■ Given data ■
▬▬▬▬▬▬

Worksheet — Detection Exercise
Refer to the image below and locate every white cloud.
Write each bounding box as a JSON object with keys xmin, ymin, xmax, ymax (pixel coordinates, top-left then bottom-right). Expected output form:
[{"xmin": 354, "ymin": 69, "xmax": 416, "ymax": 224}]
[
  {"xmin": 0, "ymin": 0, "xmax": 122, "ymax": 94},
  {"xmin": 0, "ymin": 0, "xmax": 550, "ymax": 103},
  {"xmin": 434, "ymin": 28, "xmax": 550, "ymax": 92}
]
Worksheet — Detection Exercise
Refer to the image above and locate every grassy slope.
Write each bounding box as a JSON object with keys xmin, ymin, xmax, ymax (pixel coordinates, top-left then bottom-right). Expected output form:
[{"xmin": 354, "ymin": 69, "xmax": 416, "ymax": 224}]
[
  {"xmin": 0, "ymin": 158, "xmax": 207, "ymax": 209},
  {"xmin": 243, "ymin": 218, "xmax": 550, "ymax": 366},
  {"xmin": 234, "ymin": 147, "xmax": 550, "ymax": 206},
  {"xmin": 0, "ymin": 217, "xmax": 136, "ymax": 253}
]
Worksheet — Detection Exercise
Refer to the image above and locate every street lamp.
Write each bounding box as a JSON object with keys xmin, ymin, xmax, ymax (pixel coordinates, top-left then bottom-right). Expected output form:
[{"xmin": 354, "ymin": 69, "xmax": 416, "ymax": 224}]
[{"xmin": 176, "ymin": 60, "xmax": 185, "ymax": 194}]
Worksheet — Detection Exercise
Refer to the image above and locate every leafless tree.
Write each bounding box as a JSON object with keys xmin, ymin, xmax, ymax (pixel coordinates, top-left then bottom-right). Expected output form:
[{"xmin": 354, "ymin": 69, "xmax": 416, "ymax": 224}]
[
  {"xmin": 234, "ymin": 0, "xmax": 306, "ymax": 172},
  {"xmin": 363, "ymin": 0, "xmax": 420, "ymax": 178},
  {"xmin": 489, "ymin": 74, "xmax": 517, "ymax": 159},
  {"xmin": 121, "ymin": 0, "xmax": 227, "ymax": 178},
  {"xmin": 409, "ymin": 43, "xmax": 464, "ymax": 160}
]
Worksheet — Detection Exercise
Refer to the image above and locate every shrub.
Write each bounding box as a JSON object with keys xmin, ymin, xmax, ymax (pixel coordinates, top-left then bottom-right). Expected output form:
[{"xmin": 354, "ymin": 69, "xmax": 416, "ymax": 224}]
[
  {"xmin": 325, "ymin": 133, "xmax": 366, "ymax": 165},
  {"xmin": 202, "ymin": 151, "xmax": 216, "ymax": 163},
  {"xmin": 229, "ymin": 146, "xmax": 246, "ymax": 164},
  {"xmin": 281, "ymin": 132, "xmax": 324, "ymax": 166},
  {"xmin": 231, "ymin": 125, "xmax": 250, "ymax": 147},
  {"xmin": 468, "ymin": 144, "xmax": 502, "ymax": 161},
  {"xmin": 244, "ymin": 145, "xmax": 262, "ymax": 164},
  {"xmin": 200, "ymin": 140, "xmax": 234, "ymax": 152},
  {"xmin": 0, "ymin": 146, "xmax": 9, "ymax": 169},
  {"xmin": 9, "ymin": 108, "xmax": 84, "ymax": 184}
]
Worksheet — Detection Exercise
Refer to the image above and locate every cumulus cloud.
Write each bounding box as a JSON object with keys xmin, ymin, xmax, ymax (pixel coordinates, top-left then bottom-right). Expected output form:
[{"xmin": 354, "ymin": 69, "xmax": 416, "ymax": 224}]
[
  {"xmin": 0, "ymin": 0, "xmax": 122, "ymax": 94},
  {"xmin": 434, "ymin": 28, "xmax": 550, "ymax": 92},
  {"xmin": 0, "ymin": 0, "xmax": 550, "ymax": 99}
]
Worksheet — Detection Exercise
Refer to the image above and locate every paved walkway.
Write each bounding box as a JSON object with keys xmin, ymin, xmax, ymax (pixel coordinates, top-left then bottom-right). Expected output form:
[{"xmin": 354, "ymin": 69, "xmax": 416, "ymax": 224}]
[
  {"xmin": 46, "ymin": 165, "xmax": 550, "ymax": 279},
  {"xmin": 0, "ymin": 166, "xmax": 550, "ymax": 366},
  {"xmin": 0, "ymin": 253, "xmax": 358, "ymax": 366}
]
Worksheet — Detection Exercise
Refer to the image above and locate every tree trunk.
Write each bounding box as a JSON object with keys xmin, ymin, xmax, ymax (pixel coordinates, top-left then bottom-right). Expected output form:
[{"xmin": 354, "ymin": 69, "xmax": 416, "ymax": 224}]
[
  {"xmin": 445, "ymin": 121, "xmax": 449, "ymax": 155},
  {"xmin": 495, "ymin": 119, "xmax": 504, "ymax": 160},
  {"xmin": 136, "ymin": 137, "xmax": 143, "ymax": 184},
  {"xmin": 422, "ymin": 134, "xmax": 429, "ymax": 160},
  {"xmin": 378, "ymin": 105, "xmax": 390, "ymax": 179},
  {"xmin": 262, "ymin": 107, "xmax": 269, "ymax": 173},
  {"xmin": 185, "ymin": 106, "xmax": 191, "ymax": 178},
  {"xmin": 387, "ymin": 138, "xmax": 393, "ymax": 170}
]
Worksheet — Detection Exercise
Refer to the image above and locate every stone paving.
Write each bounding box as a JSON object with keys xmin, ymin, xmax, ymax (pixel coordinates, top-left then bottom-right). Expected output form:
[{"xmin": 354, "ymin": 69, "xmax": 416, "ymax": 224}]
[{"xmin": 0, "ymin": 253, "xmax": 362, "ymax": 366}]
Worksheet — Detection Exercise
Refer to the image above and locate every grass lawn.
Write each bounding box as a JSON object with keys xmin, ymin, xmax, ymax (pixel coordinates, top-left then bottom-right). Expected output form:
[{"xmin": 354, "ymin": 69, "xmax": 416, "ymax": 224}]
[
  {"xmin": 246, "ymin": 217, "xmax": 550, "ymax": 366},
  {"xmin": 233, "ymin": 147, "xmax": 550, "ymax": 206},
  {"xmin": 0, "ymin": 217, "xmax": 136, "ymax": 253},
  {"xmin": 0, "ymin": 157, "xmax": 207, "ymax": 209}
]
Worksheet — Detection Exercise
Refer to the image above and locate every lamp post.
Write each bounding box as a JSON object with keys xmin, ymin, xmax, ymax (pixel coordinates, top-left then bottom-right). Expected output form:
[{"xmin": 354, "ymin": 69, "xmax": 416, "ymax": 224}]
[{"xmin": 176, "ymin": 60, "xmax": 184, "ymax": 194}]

▬▬▬▬▬▬

■ Aim ■
How many lines of the material above contain the string "every"? Case counts. Reply with the number alone.

■ Exercise result ■
11